▶ Aim:
Collect every line of the data below that holds the word "cliff" and list them.

— Begin Material for the task —

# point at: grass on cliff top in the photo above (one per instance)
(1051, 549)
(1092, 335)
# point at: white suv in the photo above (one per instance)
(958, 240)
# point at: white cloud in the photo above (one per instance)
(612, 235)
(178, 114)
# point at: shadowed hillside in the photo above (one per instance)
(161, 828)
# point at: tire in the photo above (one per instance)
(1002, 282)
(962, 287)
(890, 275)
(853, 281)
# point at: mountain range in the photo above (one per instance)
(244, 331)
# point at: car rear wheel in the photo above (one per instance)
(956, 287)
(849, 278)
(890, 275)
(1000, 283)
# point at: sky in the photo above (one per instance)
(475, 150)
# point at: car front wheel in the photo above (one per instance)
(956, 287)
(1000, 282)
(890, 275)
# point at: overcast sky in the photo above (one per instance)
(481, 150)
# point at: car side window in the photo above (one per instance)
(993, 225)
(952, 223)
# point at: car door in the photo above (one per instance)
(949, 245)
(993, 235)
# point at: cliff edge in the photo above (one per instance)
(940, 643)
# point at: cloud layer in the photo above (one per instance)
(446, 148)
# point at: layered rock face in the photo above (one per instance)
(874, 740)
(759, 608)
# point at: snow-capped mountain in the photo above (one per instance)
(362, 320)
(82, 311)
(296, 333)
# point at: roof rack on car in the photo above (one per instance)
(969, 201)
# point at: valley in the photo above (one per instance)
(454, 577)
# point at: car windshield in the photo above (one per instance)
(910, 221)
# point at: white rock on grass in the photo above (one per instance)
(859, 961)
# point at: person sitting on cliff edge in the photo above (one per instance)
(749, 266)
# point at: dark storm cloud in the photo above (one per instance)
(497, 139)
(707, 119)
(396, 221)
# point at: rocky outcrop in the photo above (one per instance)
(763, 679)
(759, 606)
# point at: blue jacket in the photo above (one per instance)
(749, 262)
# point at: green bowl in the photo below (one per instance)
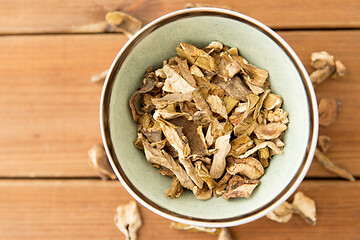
(260, 46)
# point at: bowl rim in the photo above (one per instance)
(105, 132)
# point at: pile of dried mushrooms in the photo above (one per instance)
(208, 119)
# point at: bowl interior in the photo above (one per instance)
(258, 49)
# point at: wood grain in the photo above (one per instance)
(49, 107)
(56, 16)
(84, 210)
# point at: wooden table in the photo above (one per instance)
(49, 118)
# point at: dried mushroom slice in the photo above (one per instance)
(240, 145)
(203, 172)
(269, 131)
(282, 214)
(196, 56)
(277, 115)
(176, 138)
(193, 134)
(249, 167)
(227, 66)
(240, 187)
(162, 158)
(329, 165)
(272, 101)
(196, 72)
(254, 76)
(175, 190)
(271, 145)
(168, 115)
(217, 105)
(238, 118)
(234, 87)
(340, 68)
(185, 71)
(230, 103)
(147, 87)
(220, 188)
(328, 111)
(204, 193)
(324, 143)
(214, 46)
(128, 220)
(190, 170)
(175, 82)
(223, 146)
(305, 207)
(99, 161)
(260, 103)
(191, 228)
(99, 77)
(171, 99)
(126, 22)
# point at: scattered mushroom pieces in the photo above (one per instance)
(99, 77)
(325, 66)
(301, 205)
(128, 220)
(99, 161)
(282, 214)
(324, 143)
(209, 120)
(305, 207)
(328, 111)
(192, 228)
(122, 21)
(329, 165)
(115, 22)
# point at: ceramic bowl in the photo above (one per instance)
(260, 46)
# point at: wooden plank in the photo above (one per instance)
(345, 132)
(21, 16)
(49, 108)
(84, 210)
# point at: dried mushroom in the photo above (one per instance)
(305, 207)
(269, 131)
(325, 66)
(192, 228)
(99, 161)
(282, 214)
(208, 119)
(175, 190)
(328, 111)
(240, 187)
(324, 143)
(301, 205)
(222, 145)
(128, 220)
(248, 167)
(115, 22)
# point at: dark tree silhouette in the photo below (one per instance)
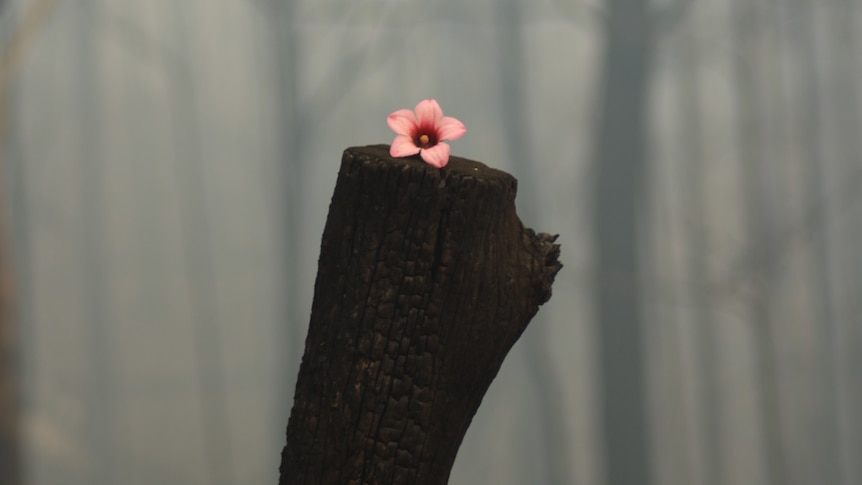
(426, 279)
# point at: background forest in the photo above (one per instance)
(166, 168)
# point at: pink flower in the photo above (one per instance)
(424, 132)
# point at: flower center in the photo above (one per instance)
(425, 139)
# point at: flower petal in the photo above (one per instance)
(450, 128)
(428, 112)
(402, 122)
(403, 146)
(438, 155)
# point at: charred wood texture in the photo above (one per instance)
(426, 279)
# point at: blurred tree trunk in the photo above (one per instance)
(760, 262)
(695, 188)
(11, 58)
(540, 366)
(822, 457)
(10, 452)
(845, 91)
(620, 168)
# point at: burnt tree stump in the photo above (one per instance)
(426, 279)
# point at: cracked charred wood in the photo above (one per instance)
(426, 279)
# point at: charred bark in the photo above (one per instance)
(426, 279)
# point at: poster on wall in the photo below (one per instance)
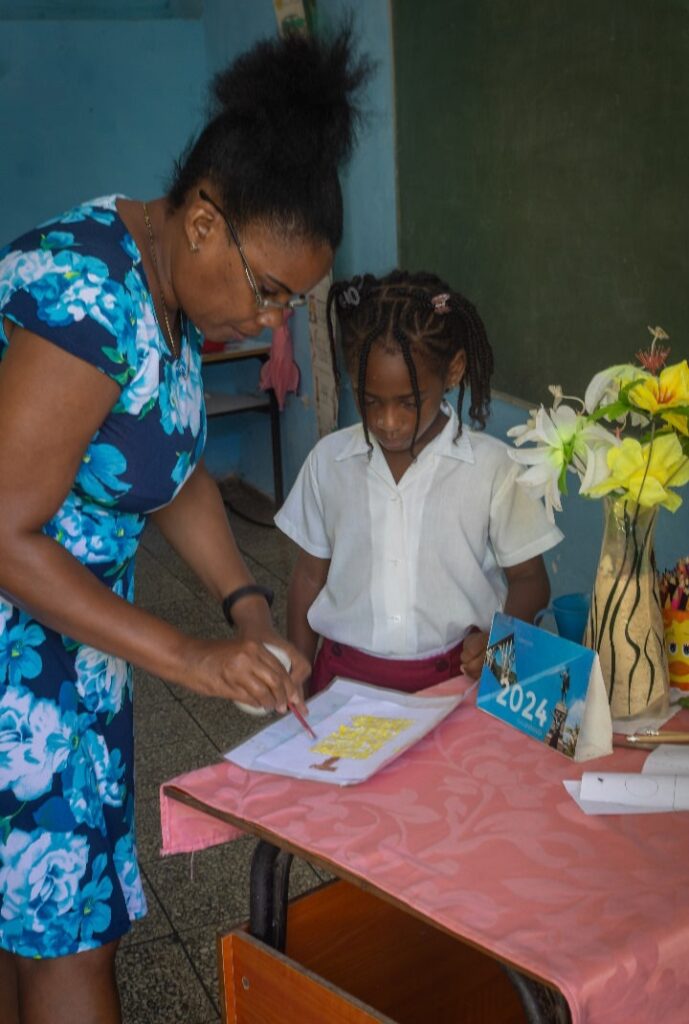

— End Material for the task —

▶ Result for this exercise:
# point at: grass on cliff top in the photo above (one per instance)
# point at: cliff edge in the photo above (one per instance)
# point at: person sitting on cliff edge in the photo above (one per instance)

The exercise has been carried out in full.